**Set problem**
Show every line below that contains the word "dark", paying attention to case.

**Record excerpts**
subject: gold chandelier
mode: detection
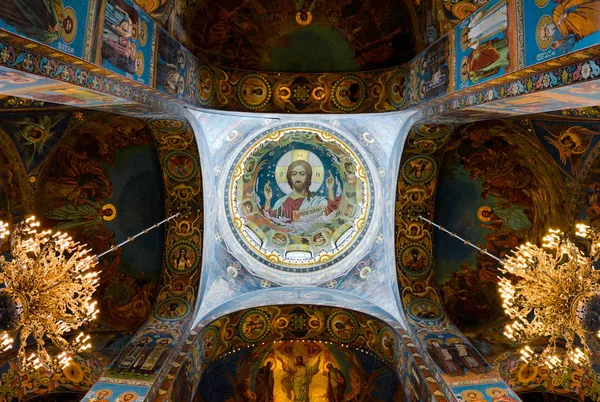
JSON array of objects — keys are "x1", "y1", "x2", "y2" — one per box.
[
  {"x1": 499, "y1": 224, "x2": 600, "y2": 369},
  {"x1": 0, "y1": 214, "x2": 179, "y2": 372},
  {"x1": 420, "y1": 217, "x2": 600, "y2": 371},
  {"x1": 0, "y1": 217, "x2": 98, "y2": 371}
]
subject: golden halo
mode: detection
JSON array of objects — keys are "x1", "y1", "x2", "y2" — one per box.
[
  {"x1": 94, "y1": 389, "x2": 112, "y2": 398},
  {"x1": 296, "y1": 11, "x2": 312, "y2": 25},
  {"x1": 102, "y1": 204, "x2": 117, "y2": 222},
  {"x1": 140, "y1": 21, "x2": 148, "y2": 46},
  {"x1": 452, "y1": 1, "x2": 479, "y2": 20},
  {"x1": 459, "y1": 57, "x2": 469, "y2": 82},
  {"x1": 63, "y1": 361, "x2": 83, "y2": 383},
  {"x1": 60, "y1": 7, "x2": 77, "y2": 44},
  {"x1": 477, "y1": 205, "x2": 492, "y2": 222},
  {"x1": 485, "y1": 387, "x2": 507, "y2": 397},
  {"x1": 516, "y1": 363, "x2": 538, "y2": 384},
  {"x1": 135, "y1": 50, "x2": 144, "y2": 77},
  {"x1": 460, "y1": 389, "x2": 483, "y2": 402},
  {"x1": 131, "y1": 24, "x2": 140, "y2": 41},
  {"x1": 117, "y1": 391, "x2": 139, "y2": 401},
  {"x1": 535, "y1": 15, "x2": 558, "y2": 50},
  {"x1": 275, "y1": 149, "x2": 326, "y2": 194}
]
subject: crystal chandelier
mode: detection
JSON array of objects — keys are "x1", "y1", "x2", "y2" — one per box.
[
  {"x1": 0, "y1": 214, "x2": 179, "y2": 372},
  {"x1": 420, "y1": 217, "x2": 600, "y2": 370}
]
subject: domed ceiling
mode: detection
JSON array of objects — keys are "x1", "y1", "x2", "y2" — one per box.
[{"x1": 190, "y1": 113, "x2": 409, "y2": 321}]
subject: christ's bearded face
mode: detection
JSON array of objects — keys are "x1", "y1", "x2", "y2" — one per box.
[{"x1": 287, "y1": 161, "x2": 312, "y2": 193}]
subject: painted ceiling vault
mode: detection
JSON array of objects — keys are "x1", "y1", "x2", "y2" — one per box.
[{"x1": 190, "y1": 109, "x2": 410, "y2": 321}]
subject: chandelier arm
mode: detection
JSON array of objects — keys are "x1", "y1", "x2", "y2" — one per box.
[
  {"x1": 96, "y1": 212, "x2": 181, "y2": 263},
  {"x1": 419, "y1": 215, "x2": 503, "y2": 263}
]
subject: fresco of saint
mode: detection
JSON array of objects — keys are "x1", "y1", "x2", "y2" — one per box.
[
  {"x1": 277, "y1": 356, "x2": 321, "y2": 402},
  {"x1": 0, "y1": 0, "x2": 65, "y2": 45},
  {"x1": 541, "y1": 0, "x2": 600, "y2": 53},
  {"x1": 263, "y1": 160, "x2": 341, "y2": 221}
]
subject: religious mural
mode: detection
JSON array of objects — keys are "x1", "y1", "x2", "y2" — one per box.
[
  {"x1": 198, "y1": 341, "x2": 404, "y2": 402},
  {"x1": 0, "y1": 0, "x2": 94, "y2": 58},
  {"x1": 492, "y1": 351, "x2": 600, "y2": 401},
  {"x1": 31, "y1": 115, "x2": 164, "y2": 328},
  {"x1": 409, "y1": 36, "x2": 453, "y2": 104},
  {"x1": 455, "y1": 0, "x2": 516, "y2": 89},
  {"x1": 183, "y1": 0, "x2": 423, "y2": 72},
  {"x1": 228, "y1": 124, "x2": 373, "y2": 272},
  {"x1": 155, "y1": 29, "x2": 198, "y2": 102},
  {"x1": 95, "y1": 0, "x2": 156, "y2": 85},
  {"x1": 523, "y1": 0, "x2": 600, "y2": 66}
]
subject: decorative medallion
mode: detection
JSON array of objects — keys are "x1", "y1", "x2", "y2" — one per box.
[
  {"x1": 226, "y1": 126, "x2": 373, "y2": 272},
  {"x1": 60, "y1": 7, "x2": 77, "y2": 44},
  {"x1": 332, "y1": 74, "x2": 367, "y2": 112},
  {"x1": 163, "y1": 151, "x2": 198, "y2": 182},
  {"x1": 535, "y1": 15, "x2": 555, "y2": 50},
  {"x1": 140, "y1": 21, "x2": 148, "y2": 46},
  {"x1": 135, "y1": 50, "x2": 144, "y2": 77},
  {"x1": 238, "y1": 310, "x2": 270, "y2": 343},
  {"x1": 414, "y1": 123, "x2": 454, "y2": 139},
  {"x1": 379, "y1": 327, "x2": 396, "y2": 363},
  {"x1": 197, "y1": 64, "x2": 216, "y2": 106},
  {"x1": 167, "y1": 241, "x2": 200, "y2": 275},
  {"x1": 326, "y1": 310, "x2": 359, "y2": 343},
  {"x1": 150, "y1": 119, "x2": 186, "y2": 134},
  {"x1": 398, "y1": 244, "x2": 433, "y2": 277},
  {"x1": 407, "y1": 299, "x2": 443, "y2": 321},
  {"x1": 200, "y1": 326, "x2": 220, "y2": 363},
  {"x1": 400, "y1": 155, "x2": 437, "y2": 184},
  {"x1": 387, "y1": 67, "x2": 408, "y2": 110},
  {"x1": 154, "y1": 297, "x2": 192, "y2": 321},
  {"x1": 237, "y1": 73, "x2": 271, "y2": 110}
]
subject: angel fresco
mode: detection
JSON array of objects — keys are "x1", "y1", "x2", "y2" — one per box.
[
  {"x1": 278, "y1": 356, "x2": 321, "y2": 402},
  {"x1": 0, "y1": 0, "x2": 68, "y2": 45},
  {"x1": 537, "y1": 122, "x2": 600, "y2": 175},
  {"x1": 540, "y1": 0, "x2": 600, "y2": 54}
]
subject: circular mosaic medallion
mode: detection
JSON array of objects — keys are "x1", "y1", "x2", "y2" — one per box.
[
  {"x1": 379, "y1": 327, "x2": 396, "y2": 363},
  {"x1": 237, "y1": 73, "x2": 271, "y2": 110},
  {"x1": 150, "y1": 119, "x2": 186, "y2": 133},
  {"x1": 408, "y1": 300, "x2": 442, "y2": 321},
  {"x1": 399, "y1": 244, "x2": 433, "y2": 277},
  {"x1": 200, "y1": 326, "x2": 220, "y2": 363},
  {"x1": 332, "y1": 74, "x2": 367, "y2": 112},
  {"x1": 226, "y1": 126, "x2": 373, "y2": 272},
  {"x1": 414, "y1": 123, "x2": 454, "y2": 139},
  {"x1": 60, "y1": 7, "x2": 77, "y2": 44},
  {"x1": 452, "y1": 1, "x2": 479, "y2": 21},
  {"x1": 154, "y1": 297, "x2": 192, "y2": 321},
  {"x1": 198, "y1": 64, "x2": 216, "y2": 106},
  {"x1": 135, "y1": 50, "x2": 144, "y2": 77},
  {"x1": 167, "y1": 241, "x2": 200, "y2": 275},
  {"x1": 140, "y1": 21, "x2": 148, "y2": 46},
  {"x1": 387, "y1": 68, "x2": 407, "y2": 109},
  {"x1": 535, "y1": 15, "x2": 556, "y2": 50},
  {"x1": 238, "y1": 310, "x2": 270, "y2": 343},
  {"x1": 400, "y1": 155, "x2": 437, "y2": 184},
  {"x1": 326, "y1": 310, "x2": 359, "y2": 343},
  {"x1": 163, "y1": 151, "x2": 198, "y2": 182}
]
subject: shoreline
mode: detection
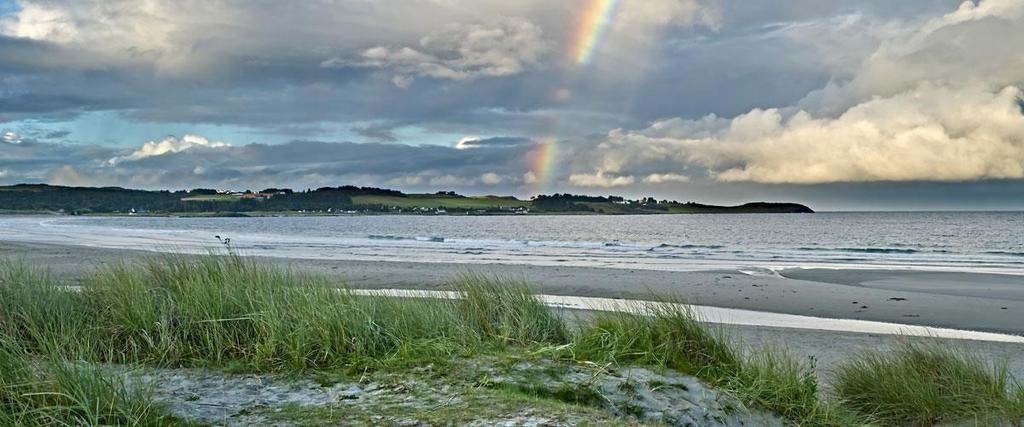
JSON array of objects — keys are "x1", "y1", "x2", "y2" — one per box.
[
  {"x1": 6, "y1": 241, "x2": 1024, "y2": 378},
  {"x1": 0, "y1": 237, "x2": 1024, "y2": 335}
]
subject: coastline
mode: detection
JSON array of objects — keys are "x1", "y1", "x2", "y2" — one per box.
[
  {"x1": 8, "y1": 241, "x2": 1024, "y2": 393},
  {"x1": 0, "y1": 241, "x2": 1024, "y2": 335}
]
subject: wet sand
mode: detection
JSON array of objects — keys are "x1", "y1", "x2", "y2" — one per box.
[
  {"x1": 0, "y1": 242, "x2": 1024, "y2": 378},
  {"x1": 0, "y1": 242, "x2": 1024, "y2": 335}
]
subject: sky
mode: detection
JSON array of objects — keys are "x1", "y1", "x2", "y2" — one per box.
[{"x1": 0, "y1": 0, "x2": 1024, "y2": 210}]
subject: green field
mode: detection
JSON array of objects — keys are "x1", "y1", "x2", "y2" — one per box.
[
  {"x1": 181, "y1": 195, "x2": 242, "y2": 202},
  {"x1": 352, "y1": 195, "x2": 530, "y2": 209}
]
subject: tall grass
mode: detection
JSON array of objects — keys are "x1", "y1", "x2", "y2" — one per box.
[
  {"x1": 0, "y1": 255, "x2": 567, "y2": 371},
  {"x1": 573, "y1": 300, "x2": 845, "y2": 425},
  {"x1": 0, "y1": 250, "x2": 1024, "y2": 426},
  {"x1": 0, "y1": 339, "x2": 177, "y2": 426},
  {"x1": 835, "y1": 342, "x2": 1024, "y2": 426}
]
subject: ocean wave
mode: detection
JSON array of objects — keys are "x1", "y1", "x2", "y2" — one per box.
[
  {"x1": 797, "y1": 247, "x2": 921, "y2": 254},
  {"x1": 367, "y1": 234, "x2": 445, "y2": 243},
  {"x1": 985, "y1": 251, "x2": 1024, "y2": 256},
  {"x1": 650, "y1": 243, "x2": 725, "y2": 251}
]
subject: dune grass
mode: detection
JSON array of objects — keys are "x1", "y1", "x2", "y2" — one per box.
[
  {"x1": 0, "y1": 339, "x2": 174, "y2": 426},
  {"x1": 573, "y1": 300, "x2": 857, "y2": 426},
  {"x1": 0, "y1": 250, "x2": 1024, "y2": 426},
  {"x1": 835, "y1": 342, "x2": 1024, "y2": 426},
  {"x1": 0, "y1": 255, "x2": 567, "y2": 371}
]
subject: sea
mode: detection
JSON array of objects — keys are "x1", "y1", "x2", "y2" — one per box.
[{"x1": 0, "y1": 212, "x2": 1024, "y2": 274}]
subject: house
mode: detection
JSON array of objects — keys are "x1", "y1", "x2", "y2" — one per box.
[{"x1": 242, "y1": 193, "x2": 273, "y2": 200}]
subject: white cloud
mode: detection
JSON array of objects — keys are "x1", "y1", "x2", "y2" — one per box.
[
  {"x1": 0, "y1": 131, "x2": 22, "y2": 143},
  {"x1": 321, "y1": 18, "x2": 551, "y2": 88},
  {"x1": 597, "y1": 0, "x2": 1024, "y2": 184},
  {"x1": 430, "y1": 174, "x2": 476, "y2": 186},
  {"x1": 569, "y1": 170, "x2": 635, "y2": 188},
  {"x1": 643, "y1": 173, "x2": 690, "y2": 184},
  {"x1": 387, "y1": 175, "x2": 423, "y2": 185},
  {"x1": 455, "y1": 136, "x2": 481, "y2": 150},
  {"x1": 480, "y1": 172, "x2": 505, "y2": 185},
  {"x1": 106, "y1": 135, "x2": 230, "y2": 166}
]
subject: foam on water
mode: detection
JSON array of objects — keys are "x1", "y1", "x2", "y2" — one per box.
[{"x1": 0, "y1": 213, "x2": 1024, "y2": 275}]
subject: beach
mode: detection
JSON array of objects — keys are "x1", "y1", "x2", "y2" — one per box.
[{"x1": 0, "y1": 242, "x2": 1024, "y2": 378}]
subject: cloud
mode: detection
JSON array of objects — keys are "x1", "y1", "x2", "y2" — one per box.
[
  {"x1": 569, "y1": 171, "x2": 635, "y2": 188},
  {"x1": 351, "y1": 124, "x2": 398, "y2": 142},
  {"x1": 455, "y1": 136, "x2": 537, "y2": 150},
  {"x1": 106, "y1": 135, "x2": 230, "y2": 166},
  {"x1": 0, "y1": 131, "x2": 22, "y2": 143},
  {"x1": 593, "y1": 0, "x2": 1024, "y2": 184},
  {"x1": 480, "y1": 172, "x2": 505, "y2": 185},
  {"x1": 643, "y1": 173, "x2": 690, "y2": 184},
  {"x1": 321, "y1": 18, "x2": 551, "y2": 88}
]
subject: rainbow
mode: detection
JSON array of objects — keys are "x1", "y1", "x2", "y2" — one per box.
[
  {"x1": 570, "y1": 0, "x2": 621, "y2": 66},
  {"x1": 530, "y1": 138, "x2": 558, "y2": 195}
]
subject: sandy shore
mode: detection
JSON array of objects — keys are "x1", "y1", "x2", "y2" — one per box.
[
  {"x1": 0, "y1": 242, "x2": 1024, "y2": 378},
  {"x1": 0, "y1": 242, "x2": 1024, "y2": 335}
]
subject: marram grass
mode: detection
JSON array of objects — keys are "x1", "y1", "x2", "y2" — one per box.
[
  {"x1": 0, "y1": 254, "x2": 1024, "y2": 426},
  {"x1": 835, "y1": 341, "x2": 1024, "y2": 426}
]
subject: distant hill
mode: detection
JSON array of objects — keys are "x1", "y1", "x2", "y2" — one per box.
[{"x1": 0, "y1": 184, "x2": 814, "y2": 215}]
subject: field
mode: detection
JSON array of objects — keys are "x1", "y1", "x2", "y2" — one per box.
[
  {"x1": 181, "y1": 195, "x2": 242, "y2": 202},
  {"x1": 352, "y1": 195, "x2": 530, "y2": 209},
  {"x1": 0, "y1": 255, "x2": 1024, "y2": 426}
]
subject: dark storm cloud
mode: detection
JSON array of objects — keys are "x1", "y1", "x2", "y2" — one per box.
[{"x1": 0, "y1": 0, "x2": 1024, "y2": 208}]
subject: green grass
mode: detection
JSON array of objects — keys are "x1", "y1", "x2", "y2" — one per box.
[
  {"x1": 572, "y1": 300, "x2": 848, "y2": 425},
  {"x1": 352, "y1": 195, "x2": 530, "y2": 209},
  {"x1": 0, "y1": 255, "x2": 566, "y2": 371},
  {"x1": 835, "y1": 342, "x2": 1024, "y2": 426},
  {"x1": 0, "y1": 254, "x2": 1024, "y2": 426},
  {"x1": 0, "y1": 338, "x2": 175, "y2": 426},
  {"x1": 181, "y1": 195, "x2": 242, "y2": 202}
]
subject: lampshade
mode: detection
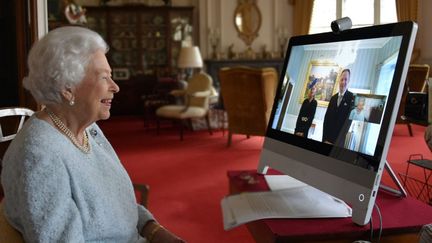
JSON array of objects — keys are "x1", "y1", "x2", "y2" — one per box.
[{"x1": 177, "y1": 46, "x2": 203, "y2": 68}]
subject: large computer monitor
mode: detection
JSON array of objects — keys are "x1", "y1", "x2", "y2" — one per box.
[{"x1": 258, "y1": 22, "x2": 417, "y2": 225}]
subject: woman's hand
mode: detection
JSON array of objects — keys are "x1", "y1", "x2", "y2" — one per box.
[
  {"x1": 142, "y1": 221, "x2": 186, "y2": 243},
  {"x1": 151, "y1": 227, "x2": 186, "y2": 243}
]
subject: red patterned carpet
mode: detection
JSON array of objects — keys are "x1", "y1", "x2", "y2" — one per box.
[{"x1": 100, "y1": 117, "x2": 432, "y2": 243}]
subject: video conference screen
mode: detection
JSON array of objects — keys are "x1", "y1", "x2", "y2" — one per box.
[{"x1": 271, "y1": 36, "x2": 402, "y2": 156}]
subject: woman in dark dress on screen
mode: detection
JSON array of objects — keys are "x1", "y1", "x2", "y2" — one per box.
[{"x1": 294, "y1": 79, "x2": 318, "y2": 138}]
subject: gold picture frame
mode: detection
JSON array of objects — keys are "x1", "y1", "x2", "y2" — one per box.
[{"x1": 299, "y1": 60, "x2": 341, "y2": 107}]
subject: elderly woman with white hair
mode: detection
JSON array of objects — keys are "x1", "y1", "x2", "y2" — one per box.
[{"x1": 2, "y1": 27, "x2": 183, "y2": 242}]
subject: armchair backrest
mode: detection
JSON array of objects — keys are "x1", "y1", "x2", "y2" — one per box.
[
  {"x1": 219, "y1": 67, "x2": 278, "y2": 136},
  {"x1": 186, "y1": 72, "x2": 213, "y2": 109}
]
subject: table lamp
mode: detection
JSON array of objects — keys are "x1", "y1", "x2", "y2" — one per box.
[{"x1": 177, "y1": 46, "x2": 203, "y2": 80}]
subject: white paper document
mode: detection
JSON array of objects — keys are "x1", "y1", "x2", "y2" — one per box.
[
  {"x1": 221, "y1": 185, "x2": 352, "y2": 230},
  {"x1": 264, "y1": 175, "x2": 309, "y2": 191}
]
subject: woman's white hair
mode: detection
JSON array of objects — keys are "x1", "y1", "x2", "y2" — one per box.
[{"x1": 23, "y1": 26, "x2": 108, "y2": 104}]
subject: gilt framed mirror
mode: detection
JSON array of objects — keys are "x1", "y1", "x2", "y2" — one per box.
[{"x1": 234, "y1": 0, "x2": 261, "y2": 46}]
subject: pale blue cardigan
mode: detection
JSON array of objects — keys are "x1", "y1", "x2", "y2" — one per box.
[{"x1": 1, "y1": 115, "x2": 154, "y2": 243}]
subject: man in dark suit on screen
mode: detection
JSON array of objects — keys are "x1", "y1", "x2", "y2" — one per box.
[{"x1": 322, "y1": 69, "x2": 354, "y2": 147}]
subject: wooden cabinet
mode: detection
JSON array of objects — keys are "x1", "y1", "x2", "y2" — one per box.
[
  {"x1": 86, "y1": 6, "x2": 198, "y2": 115},
  {"x1": 86, "y1": 6, "x2": 197, "y2": 76}
]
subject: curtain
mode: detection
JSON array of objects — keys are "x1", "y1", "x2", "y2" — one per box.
[
  {"x1": 395, "y1": 0, "x2": 420, "y2": 63},
  {"x1": 396, "y1": 0, "x2": 418, "y2": 21},
  {"x1": 289, "y1": 0, "x2": 314, "y2": 35}
]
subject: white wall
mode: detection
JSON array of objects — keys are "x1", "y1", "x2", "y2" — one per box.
[
  {"x1": 417, "y1": 0, "x2": 432, "y2": 66},
  {"x1": 197, "y1": 0, "x2": 292, "y2": 58}
]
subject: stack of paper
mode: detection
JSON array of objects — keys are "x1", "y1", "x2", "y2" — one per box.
[{"x1": 221, "y1": 176, "x2": 352, "y2": 230}]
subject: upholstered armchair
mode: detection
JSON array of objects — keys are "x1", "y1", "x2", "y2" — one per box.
[
  {"x1": 156, "y1": 72, "x2": 213, "y2": 140},
  {"x1": 219, "y1": 67, "x2": 278, "y2": 146}
]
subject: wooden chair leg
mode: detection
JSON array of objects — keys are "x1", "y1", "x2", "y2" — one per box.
[
  {"x1": 156, "y1": 118, "x2": 160, "y2": 135},
  {"x1": 205, "y1": 113, "x2": 213, "y2": 135},
  {"x1": 407, "y1": 122, "x2": 413, "y2": 137},
  {"x1": 180, "y1": 120, "x2": 184, "y2": 141}
]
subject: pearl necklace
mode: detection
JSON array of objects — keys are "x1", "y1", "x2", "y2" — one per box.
[{"x1": 45, "y1": 109, "x2": 90, "y2": 154}]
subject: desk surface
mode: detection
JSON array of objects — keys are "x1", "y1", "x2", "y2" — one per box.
[{"x1": 228, "y1": 171, "x2": 432, "y2": 242}]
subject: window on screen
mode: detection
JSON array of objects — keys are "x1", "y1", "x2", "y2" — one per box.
[{"x1": 309, "y1": 0, "x2": 397, "y2": 34}]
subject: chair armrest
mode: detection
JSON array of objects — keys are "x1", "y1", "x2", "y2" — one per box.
[
  {"x1": 133, "y1": 183, "x2": 150, "y2": 208},
  {"x1": 188, "y1": 90, "x2": 211, "y2": 98},
  {"x1": 170, "y1": 89, "x2": 186, "y2": 96}
]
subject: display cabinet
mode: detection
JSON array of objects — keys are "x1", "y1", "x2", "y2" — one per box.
[
  {"x1": 81, "y1": 5, "x2": 198, "y2": 115},
  {"x1": 86, "y1": 5, "x2": 197, "y2": 77}
]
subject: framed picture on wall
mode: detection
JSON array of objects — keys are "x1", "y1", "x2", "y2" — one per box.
[{"x1": 299, "y1": 60, "x2": 341, "y2": 107}]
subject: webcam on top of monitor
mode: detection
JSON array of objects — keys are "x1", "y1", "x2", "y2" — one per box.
[{"x1": 330, "y1": 17, "x2": 352, "y2": 34}]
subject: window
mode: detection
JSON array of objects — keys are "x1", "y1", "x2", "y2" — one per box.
[{"x1": 309, "y1": 0, "x2": 397, "y2": 34}]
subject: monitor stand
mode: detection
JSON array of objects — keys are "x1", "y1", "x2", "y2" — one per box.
[{"x1": 380, "y1": 160, "x2": 407, "y2": 197}]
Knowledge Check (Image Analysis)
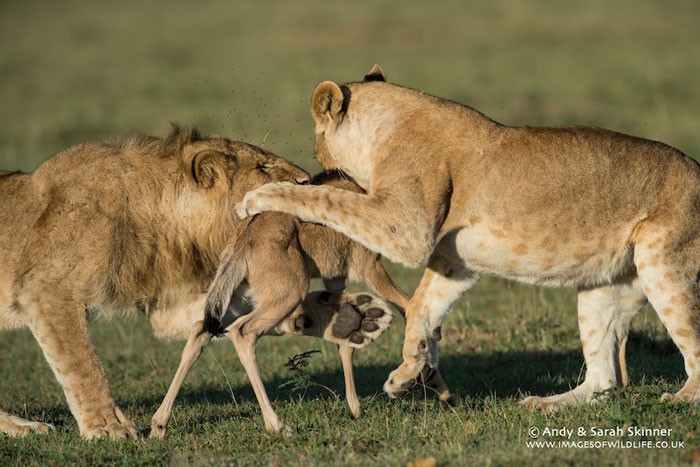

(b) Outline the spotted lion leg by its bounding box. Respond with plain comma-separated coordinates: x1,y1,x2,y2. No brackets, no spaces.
521,277,646,412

**Result**
subject: dark storm cloud
subject: woman in dark dress on screen
subject: man in dark suit on screen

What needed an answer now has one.